WHAT THE TASK ASKS >> Send each entry back exactly as given, pictures excluded.

Rows from a pointing dataset

▶

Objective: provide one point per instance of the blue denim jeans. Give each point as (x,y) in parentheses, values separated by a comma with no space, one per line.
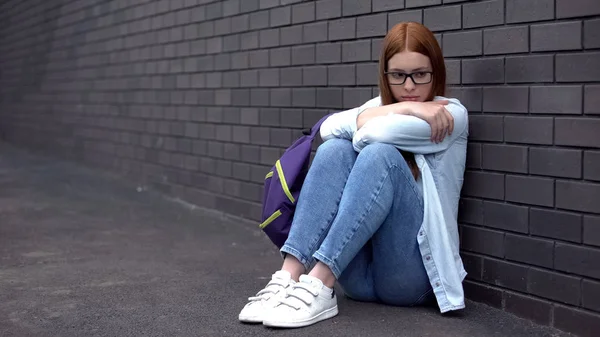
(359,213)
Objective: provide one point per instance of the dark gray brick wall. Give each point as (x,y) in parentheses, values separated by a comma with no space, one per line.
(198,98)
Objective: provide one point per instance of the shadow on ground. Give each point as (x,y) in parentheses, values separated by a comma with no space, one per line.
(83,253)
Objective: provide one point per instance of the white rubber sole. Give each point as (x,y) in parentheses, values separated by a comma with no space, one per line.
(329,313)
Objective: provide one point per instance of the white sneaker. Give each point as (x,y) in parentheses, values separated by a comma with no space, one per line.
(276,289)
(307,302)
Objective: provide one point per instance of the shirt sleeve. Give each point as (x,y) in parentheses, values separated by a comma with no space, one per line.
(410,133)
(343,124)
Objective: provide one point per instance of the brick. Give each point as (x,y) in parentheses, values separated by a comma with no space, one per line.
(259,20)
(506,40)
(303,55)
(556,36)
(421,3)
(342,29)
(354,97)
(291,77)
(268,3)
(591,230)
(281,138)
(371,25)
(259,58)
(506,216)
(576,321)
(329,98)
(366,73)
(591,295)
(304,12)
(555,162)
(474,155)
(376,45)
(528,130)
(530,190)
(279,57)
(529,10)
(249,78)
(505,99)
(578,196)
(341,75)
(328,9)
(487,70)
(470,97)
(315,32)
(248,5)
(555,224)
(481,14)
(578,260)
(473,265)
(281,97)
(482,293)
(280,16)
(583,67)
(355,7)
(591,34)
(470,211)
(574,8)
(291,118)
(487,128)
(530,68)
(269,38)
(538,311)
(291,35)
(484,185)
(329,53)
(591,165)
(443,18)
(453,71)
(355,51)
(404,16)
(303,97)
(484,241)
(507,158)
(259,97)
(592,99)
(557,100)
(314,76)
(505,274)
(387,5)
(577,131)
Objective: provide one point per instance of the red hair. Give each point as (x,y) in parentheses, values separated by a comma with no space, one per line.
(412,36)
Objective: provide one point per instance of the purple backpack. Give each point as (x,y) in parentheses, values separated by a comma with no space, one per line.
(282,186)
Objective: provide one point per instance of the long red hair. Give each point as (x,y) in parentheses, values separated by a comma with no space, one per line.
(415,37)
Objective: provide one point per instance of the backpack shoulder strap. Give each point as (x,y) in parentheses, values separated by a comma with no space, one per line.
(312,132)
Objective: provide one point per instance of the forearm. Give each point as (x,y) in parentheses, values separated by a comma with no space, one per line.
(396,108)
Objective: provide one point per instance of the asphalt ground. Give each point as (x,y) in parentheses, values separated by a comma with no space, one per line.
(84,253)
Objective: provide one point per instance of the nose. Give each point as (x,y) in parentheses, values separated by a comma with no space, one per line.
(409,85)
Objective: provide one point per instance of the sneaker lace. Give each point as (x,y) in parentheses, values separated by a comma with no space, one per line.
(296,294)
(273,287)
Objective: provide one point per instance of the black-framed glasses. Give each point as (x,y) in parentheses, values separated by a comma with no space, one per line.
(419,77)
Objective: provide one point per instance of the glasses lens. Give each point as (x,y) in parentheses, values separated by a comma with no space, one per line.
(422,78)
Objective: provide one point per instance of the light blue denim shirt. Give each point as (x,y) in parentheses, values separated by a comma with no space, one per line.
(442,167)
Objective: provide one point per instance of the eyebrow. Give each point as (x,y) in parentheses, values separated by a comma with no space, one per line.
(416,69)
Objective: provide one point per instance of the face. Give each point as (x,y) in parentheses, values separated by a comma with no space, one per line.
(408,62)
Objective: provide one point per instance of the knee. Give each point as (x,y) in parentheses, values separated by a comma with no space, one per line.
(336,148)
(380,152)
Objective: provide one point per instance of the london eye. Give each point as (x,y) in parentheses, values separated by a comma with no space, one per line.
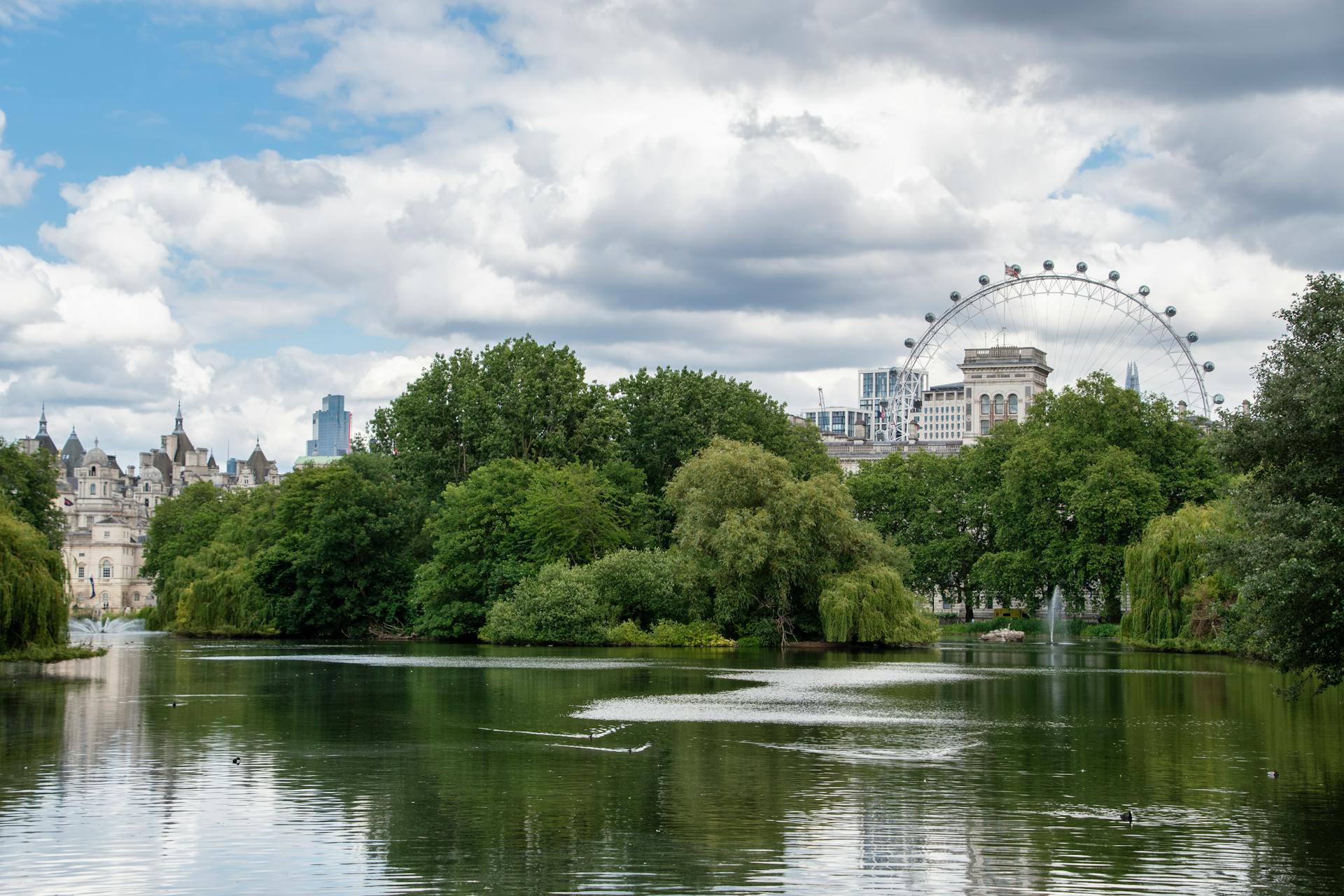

◀

TASK OUTPUT >>
Objective: provide one point per instance of the blue denim jeans. Give each point as (x,y) in parentheses, values separated by a comma with no space, one per line.
(359,213)
Objective: provide one point per instance of the dark gray brick wall. Give each point as (x,y) in parentheses, values separated by a comma with no space, one per line.
(198,98)
Objective: provide one point per instance of the shadow on ground. Give each point as (x,y) in parentheses, values separated by a comma with no space, one per line.
(83,253)
Objective: provide one point per instance of the white rubber sole. Give each point as (x,y) in parentheses, values separated by a comma with no space, one per line.
(329,313)
Objective: provide one point per instance of the white sneaker. Give each point as (x,y) in parentheses, values separated by a comma with no space, one per line.
(276,289)
(307,302)
Objective: provide one point per instance of the shirt sleeve. Give each point as (x,y) in parentheses, values separated by a comma with no space, one per line.
(410,133)
(343,124)
Objective: provide one point per instance of the brick. Give each point as (x,y) in parentheses, values separated by a comma with no space, one per line.
(259,20)
(506,40)
(303,55)
(556,36)
(421,3)
(342,29)
(354,97)
(291,77)
(268,3)
(591,230)
(281,138)
(371,25)
(259,58)
(506,216)
(576,321)
(329,98)
(366,73)
(591,295)
(304,12)
(555,162)
(474,155)
(376,45)
(528,130)
(530,190)
(279,57)
(529,10)
(249,78)
(505,99)
(578,196)
(341,75)
(328,9)
(487,70)
(470,97)
(315,32)
(248,5)
(555,224)
(481,14)
(578,260)
(473,265)
(281,97)
(482,293)
(280,16)
(583,67)
(355,7)
(591,34)
(470,211)
(574,8)
(291,118)
(487,128)
(530,68)
(269,38)
(538,311)
(291,35)
(484,185)
(329,53)
(591,165)
(443,18)
(453,71)
(355,51)
(404,16)
(303,97)
(484,241)
(507,158)
(259,97)
(592,99)
(557,100)
(314,76)
(505,274)
(387,5)
(577,131)
Objective: provide one point per instance of the red hair. Give each point as (x,y) in parentheses, values separated by a comma with no space, one per line.
(412,36)
Objective: provide one point per instance of the purple backpack. Give each point as (x,y) in parentheses, values separated by a comma with no space, one per line.
(282,186)
Objective: provide one point per instance of the long red hair. Give each point as (x,y) in parentheses, values separated by a comma with no space, one per line.
(415,37)
Objective: provide one point per instance of the backpack shoulder strap. Give each point as (x,y) in parentheses, values separated by a comma with no space, one per line.
(312,132)
Objective: provide one point per instance of the forearm. Give each point as (x,y) in parentheses, values separated by a comma with no space, one per line.
(396,108)
Objective: provide one point per instance of the asphalt ground. Give each point as (x,y) in parentheses, values separated by a comma with no space, one per line.
(84,253)
Objective: provide one point per instance of the nose. Give each point as (x,y) in parentheses, values separated by a comma with no space, one per line.
(409,85)
Objective: provide one point per instance of the sneaker lace. Give each point as (x,y) in parentheses, values separated by a comma with no space, one per line.
(296,294)
(273,287)
Objective: provide one point per instance of the black-framed glasses. Give each point as (x,y) in parentheses, values separated by a comma with no space, one per line.
(419,77)
Objective: provide one point per instance of the glasses lens. Give each point as (x,y) in parentheses, values separated by a comma with no space, one per line.
(422,78)
Objective: provide one point per instance of the light blue denim shirt. Give each point as (x,y) in parentheses, values separated by a comma with no space, one per line.
(442,167)
Objective: provide one point per instance of the eyebrow. Give each point as (x,y) in parentheses, values separated by a comma with no space, one per line.
(416,69)
Objective: provide one point per instance of the face. Give each point as (x,y) in parentheses, values separated by a comma with no space, one per line.
(408,62)
Objective: provide one point per instance of the knee. Give each point as (x,y) in parentheses, values separated by a comma with no space, one per line.
(336,148)
(380,152)
Objective: provide one point per instance of the london eye. Give each point as (x,y) in parentheses, values separated by a comma with no space, one per line.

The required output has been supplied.